_Instructions for the task_:
Write the entries below out again without a single difference.

(Dataset records)
····················
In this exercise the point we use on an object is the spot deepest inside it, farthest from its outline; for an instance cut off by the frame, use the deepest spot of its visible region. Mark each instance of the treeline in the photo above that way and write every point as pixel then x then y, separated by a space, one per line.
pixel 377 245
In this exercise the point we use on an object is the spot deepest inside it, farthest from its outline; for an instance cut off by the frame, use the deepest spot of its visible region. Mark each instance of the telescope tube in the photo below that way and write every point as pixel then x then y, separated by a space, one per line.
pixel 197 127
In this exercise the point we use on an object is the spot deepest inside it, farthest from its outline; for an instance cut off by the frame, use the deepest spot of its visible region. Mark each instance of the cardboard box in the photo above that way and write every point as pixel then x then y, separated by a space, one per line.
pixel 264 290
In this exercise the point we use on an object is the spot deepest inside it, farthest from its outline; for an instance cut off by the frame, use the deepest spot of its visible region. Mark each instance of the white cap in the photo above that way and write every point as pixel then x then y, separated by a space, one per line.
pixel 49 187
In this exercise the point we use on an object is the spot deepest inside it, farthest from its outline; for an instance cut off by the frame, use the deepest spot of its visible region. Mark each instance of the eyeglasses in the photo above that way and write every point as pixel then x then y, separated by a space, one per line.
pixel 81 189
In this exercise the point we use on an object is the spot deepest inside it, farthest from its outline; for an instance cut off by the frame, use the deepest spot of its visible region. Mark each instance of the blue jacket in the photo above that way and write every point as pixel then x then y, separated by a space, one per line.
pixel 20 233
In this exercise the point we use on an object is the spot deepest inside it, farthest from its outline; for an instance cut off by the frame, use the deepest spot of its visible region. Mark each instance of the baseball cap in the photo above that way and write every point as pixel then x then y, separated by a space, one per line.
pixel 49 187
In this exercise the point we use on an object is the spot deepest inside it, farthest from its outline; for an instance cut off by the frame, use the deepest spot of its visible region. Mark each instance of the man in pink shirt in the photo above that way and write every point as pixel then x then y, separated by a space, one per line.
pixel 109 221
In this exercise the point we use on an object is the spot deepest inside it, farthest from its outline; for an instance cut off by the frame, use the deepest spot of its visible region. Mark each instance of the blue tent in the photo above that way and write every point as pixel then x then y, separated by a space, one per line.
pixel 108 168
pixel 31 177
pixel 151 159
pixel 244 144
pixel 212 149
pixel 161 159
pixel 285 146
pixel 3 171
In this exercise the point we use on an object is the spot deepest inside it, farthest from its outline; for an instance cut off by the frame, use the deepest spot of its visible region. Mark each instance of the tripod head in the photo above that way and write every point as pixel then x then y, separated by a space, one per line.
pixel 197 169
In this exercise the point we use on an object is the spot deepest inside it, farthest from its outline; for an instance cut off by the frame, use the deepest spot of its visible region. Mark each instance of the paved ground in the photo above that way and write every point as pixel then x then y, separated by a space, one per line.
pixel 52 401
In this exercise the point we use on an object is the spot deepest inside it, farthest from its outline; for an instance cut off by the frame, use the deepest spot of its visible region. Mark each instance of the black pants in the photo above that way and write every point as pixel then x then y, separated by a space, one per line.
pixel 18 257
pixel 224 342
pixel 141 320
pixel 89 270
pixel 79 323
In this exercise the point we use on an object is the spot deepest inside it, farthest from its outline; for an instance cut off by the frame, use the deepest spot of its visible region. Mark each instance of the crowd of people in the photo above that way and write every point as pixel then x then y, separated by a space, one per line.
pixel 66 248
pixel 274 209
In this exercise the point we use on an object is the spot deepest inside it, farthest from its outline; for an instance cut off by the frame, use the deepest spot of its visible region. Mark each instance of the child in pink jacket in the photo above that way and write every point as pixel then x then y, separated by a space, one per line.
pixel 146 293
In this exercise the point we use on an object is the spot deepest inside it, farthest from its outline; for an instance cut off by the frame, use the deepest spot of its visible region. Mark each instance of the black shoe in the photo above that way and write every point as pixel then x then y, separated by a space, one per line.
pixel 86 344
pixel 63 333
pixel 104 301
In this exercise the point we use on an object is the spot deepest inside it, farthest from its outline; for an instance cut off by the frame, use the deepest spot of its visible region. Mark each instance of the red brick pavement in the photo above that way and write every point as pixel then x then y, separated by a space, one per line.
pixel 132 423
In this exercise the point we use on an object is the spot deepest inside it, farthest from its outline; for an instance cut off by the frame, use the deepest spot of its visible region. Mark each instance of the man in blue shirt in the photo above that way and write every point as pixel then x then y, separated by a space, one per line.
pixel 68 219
····················
_Task result_:
In this exercise the point we use on an object is the spot deepest inside it, farthest from its outline; for an instance cut off by the frame, use the deepest spot of its visible region. Mark each instance of the treeline in the photo above that way and write every point as pixel then x then y, separated by a space, one per line.
pixel 377 245
In this exercise the point we use on an object is the spot deepest inside it, farthest from its outline; for an instance cut off by the frame, use the deepest spot of its visible region. Mark each instance of the telescope tube in the photo below that way and write every point as pixel then x then y, separated by a space, one per line.
pixel 197 127
In this exercise the point we use on an object is the spot deepest inside it, farthest from its outline; for an instance cut off by the frame, use the deepest spot of its visible region. Mark each instance of the cardboard box in the photo above that way and write every point as pixel then x then y, separated by a space, one per line.
pixel 264 290
In this exercise the point we use on an object is the spot deepest inside it, farthest from its outline; for an instance cut off by the frame, use the deepest spot of its visible region. Mark each instance of the white cap in the photo above that way and write every point as pixel then x then y, separated by a space, one per line.
pixel 49 187
In this exercise the point we use on an object is the spot deepest inside it, farthest from its outline; for an instance cut off by the frame, use the deepest spot of its visible region. Mark each instance of the eyeglasses in the photo above that way and write every point as pixel then x then y, separated by a space, one per line.
pixel 81 189
In this exercise the point we use on an object is the spot deepest inside it, farthest from its outline; for an instance cut off by the frame, use the deepest spot of its visible region. Mark each instance of the blue jacket in the photo above that way and write every point as pixel then x then y, separated by a space, one per line.
pixel 20 233
In this exercise the point we use on an object is the spot deepest inside it, farthest from its outline; for an instance cut off by the frame, use the deepest spot of its visible region. Mark each instance of the baseball cap in the photo above that way and write every point as pixel then x then y, separated by a space, one per line.
pixel 49 187
In this exercise the point we use on an object is the spot deepest inside it, farthest from its outline; for an instance cut off by the frame, use the deepest spot of its visible region. Mark each instance of the man in pink shirt in the photo above that way and write every point as pixel then x then y, separated by a space, one per line.
pixel 109 221
In this exercise the point we use on an object is the spot deepest inside it, farthest from its outline; for an instance cut off by the frame, use the deepest spot of its visible region. Mark each instance of the blue tent in the photo above that way and write every point as pixel then x then y, separated by a space, one per line.
pixel 108 168
pixel 31 177
pixel 151 159
pixel 244 144
pixel 212 149
pixel 161 159
pixel 285 146
pixel 3 171
In this exercise the point we use on an object is the spot deepest inside it, farthest from its outline; for an instance cut off by the frame, use the deepest spot of its visible region. Mark each instance of the tripod head in the photo above that way and write every point as pixel then x then y, separated by a space, one per line.
pixel 197 169
In this exercise the point we use on an object is the spot deepest inside it, farthest from its outline; for an instance cut off by the frame, use the deepest spot of its visible region. Mark each instance of the paved ground in the photo above that way and write every point as pixel then x then y, separated by a space, one per line.
pixel 52 401
In this exercise the point we use on an object is the spot deepest inside it, farthest from its outline; for an instance cut off by the frame, use the deepest spot of its visible region. Mark each instance of the black pants in the photo above that way and write every point as pixel then x then y, separated by a space, one per line.
pixel 18 257
pixel 224 342
pixel 141 320
pixel 89 270
pixel 79 323
In this exercise the point we use on an object is the spot deepest inside it, farthest from its outline; for an instance cut off by the frame, use the deepest spot of its visible region. Mark each instance of the crowd of people in the photo above that way and write every point as pixel then x then y, separated by a space, one per line.
pixel 66 248
pixel 274 209
In this exercise the point we use on an object is the spot deepest inside it, farthest from its outline; for an instance cut off by the frame, use the deepest spot of its visible region. Mark each instance of the child in pink jacket in the photo above that way and write every point as pixel then x then y, separated by a space, one per line.
pixel 146 293
In this exercise the point we use on an object is the spot deepest inside it, farthest from its outline; for an instance cut off by the frame, use the deepest spot of its visible region. Mark each instance of the black shoe in the photo above that way and write every point as pixel then x then y, separated by a space, one per line.
pixel 86 344
pixel 63 333
pixel 104 301
In this exercise the point we use on an object is the spot deepest inside it, farthest from its outline; for an instance cut off by the frame, use the deepest spot of its visible region. Mark each instance of the red brick pavement in the photo above that way and write every point as pixel then x then y, separated by a space, one per line.
pixel 132 423
In this exercise the point we use on an object is the spot deepest inside it, farthest from its outline; for an instance cut off by the frame, use the deepest spot of its visible region. Mark each instance of the man in blue shirt in the photo above that way and write every point as pixel then x then y, separated by a space, one per line.
pixel 68 219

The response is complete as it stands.